Natural-language object grounding data:
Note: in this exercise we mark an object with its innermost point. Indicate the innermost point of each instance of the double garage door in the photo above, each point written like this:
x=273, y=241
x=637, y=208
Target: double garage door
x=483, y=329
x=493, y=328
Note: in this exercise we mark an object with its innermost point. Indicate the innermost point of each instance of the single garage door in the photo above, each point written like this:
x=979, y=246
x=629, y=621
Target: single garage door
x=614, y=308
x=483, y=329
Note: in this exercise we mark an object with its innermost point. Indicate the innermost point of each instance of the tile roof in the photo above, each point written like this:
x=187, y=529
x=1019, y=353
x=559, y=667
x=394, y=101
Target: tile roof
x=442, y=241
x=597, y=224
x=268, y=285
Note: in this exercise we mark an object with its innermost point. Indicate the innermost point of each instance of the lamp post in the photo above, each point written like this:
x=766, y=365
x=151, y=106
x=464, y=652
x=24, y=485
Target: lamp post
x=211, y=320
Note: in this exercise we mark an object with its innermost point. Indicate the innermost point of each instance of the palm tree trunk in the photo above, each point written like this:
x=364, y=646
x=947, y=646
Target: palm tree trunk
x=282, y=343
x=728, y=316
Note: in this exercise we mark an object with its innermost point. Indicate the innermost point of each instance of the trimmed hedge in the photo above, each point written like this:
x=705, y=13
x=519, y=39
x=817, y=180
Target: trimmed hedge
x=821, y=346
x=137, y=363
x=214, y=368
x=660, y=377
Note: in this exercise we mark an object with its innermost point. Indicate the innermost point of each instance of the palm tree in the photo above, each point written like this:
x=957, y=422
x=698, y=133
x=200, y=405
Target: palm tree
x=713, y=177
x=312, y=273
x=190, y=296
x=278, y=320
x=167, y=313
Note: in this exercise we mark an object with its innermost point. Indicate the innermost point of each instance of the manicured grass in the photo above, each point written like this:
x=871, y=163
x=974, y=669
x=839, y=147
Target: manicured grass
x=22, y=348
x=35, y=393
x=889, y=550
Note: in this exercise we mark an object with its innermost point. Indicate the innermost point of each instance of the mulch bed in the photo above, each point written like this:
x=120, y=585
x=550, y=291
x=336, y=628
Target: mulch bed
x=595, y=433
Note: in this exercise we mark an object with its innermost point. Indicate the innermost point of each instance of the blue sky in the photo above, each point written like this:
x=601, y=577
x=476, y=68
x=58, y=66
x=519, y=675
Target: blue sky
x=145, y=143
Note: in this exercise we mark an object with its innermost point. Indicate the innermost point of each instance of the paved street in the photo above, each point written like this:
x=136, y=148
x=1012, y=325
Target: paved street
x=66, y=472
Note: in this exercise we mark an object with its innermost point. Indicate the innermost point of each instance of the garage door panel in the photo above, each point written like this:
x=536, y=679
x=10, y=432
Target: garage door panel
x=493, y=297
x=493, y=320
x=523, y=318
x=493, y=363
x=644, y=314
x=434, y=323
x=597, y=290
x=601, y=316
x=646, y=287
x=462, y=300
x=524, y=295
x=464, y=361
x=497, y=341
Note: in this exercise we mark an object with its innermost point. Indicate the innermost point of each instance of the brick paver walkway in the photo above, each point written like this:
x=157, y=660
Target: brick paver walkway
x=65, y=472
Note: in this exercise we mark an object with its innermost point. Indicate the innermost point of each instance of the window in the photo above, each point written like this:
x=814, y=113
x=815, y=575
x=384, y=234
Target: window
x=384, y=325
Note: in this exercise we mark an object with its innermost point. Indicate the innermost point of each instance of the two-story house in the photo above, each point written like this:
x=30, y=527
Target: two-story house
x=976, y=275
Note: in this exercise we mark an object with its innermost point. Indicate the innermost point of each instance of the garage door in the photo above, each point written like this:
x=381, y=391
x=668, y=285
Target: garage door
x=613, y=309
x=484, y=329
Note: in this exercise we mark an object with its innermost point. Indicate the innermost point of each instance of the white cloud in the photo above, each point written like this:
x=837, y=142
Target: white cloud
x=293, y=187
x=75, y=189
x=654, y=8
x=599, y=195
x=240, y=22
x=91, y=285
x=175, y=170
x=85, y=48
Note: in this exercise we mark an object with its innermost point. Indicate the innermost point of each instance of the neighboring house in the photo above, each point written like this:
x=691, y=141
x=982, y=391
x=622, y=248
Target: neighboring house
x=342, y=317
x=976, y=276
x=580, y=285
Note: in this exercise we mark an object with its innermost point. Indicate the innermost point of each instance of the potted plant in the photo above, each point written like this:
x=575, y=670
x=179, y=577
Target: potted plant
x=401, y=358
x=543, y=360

What this task involves: What is wanted is the complete set of entries, returned verbatim.

Reply to the exercise:
Note: in this exercise we mark an object with its innermost point. Indicate the innermost point of each instance of the double garage door in the photo above, each point written like this:
x=273, y=241
x=637, y=208
Target: double garage door
x=483, y=329
x=493, y=328
Note: in this exercise we mark an object with its innermost point. Indicate the innermost point of each instance of the single garage door in the photo above, each point written like this:
x=979, y=246
x=629, y=621
Target: single garage door
x=614, y=308
x=483, y=329
Note: in this exercise we mark an object with its innermost point. Indicate the innermost point of each instance of the tile roof in the photo above, each point written like this:
x=187, y=529
x=1019, y=353
x=559, y=667
x=394, y=101
Target: tile roof
x=442, y=241
x=597, y=224
x=268, y=285
Note: in this exercise we mark an object with its innermost point. Indicate the innermost point of each instance of the lamp post in the photo above, each point written like this:
x=766, y=365
x=151, y=106
x=464, y=652
x=24, y=485
Target: lamp post
x=211, y=320
Note: in this exercise we mark an object with its innermost point. Indicate the innermost point of each instance of the palm tree trunk in the photo above, each point written like this:
x=364, y=646
x=947, y=646
Target: palm tree trunk
x=282, y=343
x=728, y=316
Note: in this exercise we mark an object with its innermost point. Indicate the innermost point of each instance of the trimmed hedge in the photo above, each point written like this:
x=705, y=13
x=519, y=39
x=817, y=180
Target: trimmed hedge
x=821, y=346
x=137, y=363
x=214, y=368
x=660, y=377
Note: in this exercise we mark an object with its innermost point. Indicate the innermost point of each instance of the palm tree in the photo above, each point written like this:
x=957, y=422
x=698, y=133
x=200, y=405
Target: palm tree
x=713, y=177
x=312, y=273
x=190, y=296
x=278, y=320
x=167, y=313
Note: in this exercise we mark an object with its innermost point. Indicate the innermost point of each instance of the manicured grass in the photo above, each point written like this:
x=871, y=163
x=974, y=669
x=839, y=147
Target: manicured grass
x=22, y=348
x=35, y=393
x=889, y=550
Note: in this exercise we mark an object with its innermost point. Indicate the innermost point of each instance of the mulch bed in the photo above, each point written like this:
x=120, y=585
x=550, y=291
x=336, y=628
Target: mulch bed
x=595, y=433
Note: in this exercise we mark an object with its innermost point. Indicate the innermost point of each instance of the blue sky in the photo above, each point written like this:
x=601, y=577
x=476, y=68
x=58, y=66
x=519, y=675
Target: blue sky
x=145, y=143
Note: in this exercise we mark an object with its innermost point. Indicate the innermost point of each instance of the paved street in the photo above, each point written like this:
x=136, y=148
x=1012, y=325
Target: paved street
x=66, y=472
Note: in this exercise we mark an object with its innermost point. Indicate the innermost point of each instance of the garage door panel in the photo above, each point written like this:
x=536, y=679
x=10, y=432
Target: garage door panel
x=493, y=297
x=493, y=320
x=523, y=318
x=493, y=363
x=644, y=314
x=434, y=323
x=597, y=290
x=601, y=316
x=646, y=287
x=462, y=300
x=524, y=295
x=464, y=361
x=497, y=341
Note: in this exercise we mark an object with its innermost point. Indicate the innermost point of each instance of the brick paver walkway in the photo above, each point written like this:
x=157, y=660
Target: brick paver walkway
x=65, y=472
Note: in this exercise we mark an object with its innermost point. Indicate the innermost point of each instance of the window in the photo above, each point written like this:
x=814, y=113
x=815, y=575
x=384, y=234
Target: window
x=384, y=325
Note: in this exercise we mark an object with its innermost point. Indicate the innermost point of each instance of the two-story house in the photo above, each point written like this:
x=30, y=527
Target: two-story house
x=976, y=275
Note: in this exercise we mark an object with its innermost point. Indicate the innermost point of each instance of the garage door in the photo above, each point written like this:
x=381, y=391
x=668, y=285
Target: garage door
x=613, y=309
x=484, y=329
Note: in this exercise we mark an object with its innermost point. Indicate the innermost point of each instance of the white cloud in the photo above, each point written like this:
x=837, y=142
Target: white cloud
x=293, y=187
x=75, y=189
x=654, y=8
x=599, y=195
x=240, y=22
x=91, y=285
x=175, y=170
x=85, y=48
Note: in this exercise we mark an object with its innermost point. Indicate the innermost point of each instance of the neighboring house in the photo above, each point written like this:
x=691, y=141
x=982, y=391
x=622, y=248
Target: neighboring house
x=342, y=317
x=976, y=276
x=580, y=285
Note: in this exercise we mark an object with its innermost point. Indicate the innermost point of each instance of the potted plant in the photo above, each point written like this:
x=575, y=670
x=179, y=577
Target: potted plant
x=401, y=358
x=543, y=360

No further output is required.